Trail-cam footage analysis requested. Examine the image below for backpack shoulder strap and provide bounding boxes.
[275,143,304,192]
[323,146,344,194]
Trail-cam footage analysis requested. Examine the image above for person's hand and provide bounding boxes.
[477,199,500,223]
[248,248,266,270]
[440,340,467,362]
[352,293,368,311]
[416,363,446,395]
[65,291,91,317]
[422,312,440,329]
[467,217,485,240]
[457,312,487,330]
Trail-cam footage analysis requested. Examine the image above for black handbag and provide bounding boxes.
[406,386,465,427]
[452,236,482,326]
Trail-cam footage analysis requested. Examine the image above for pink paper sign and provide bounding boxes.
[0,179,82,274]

**TO DO:** The lines from the one containing "handbag and provide bounding boxes." through the end of the data are to be copied exactly, the first and last of them included.

**SOLUTION TO THIS EXERCISE:**
Trail-cam footage analysis requested. Examine the image above for black handbag and provide bounding boxes.
[406,386,465,427]
[452,236,482,326]
Trail-cam footage analysis requested. Examine the image above for pink paper sign and provide bounding boxes.
[0,179,82,274]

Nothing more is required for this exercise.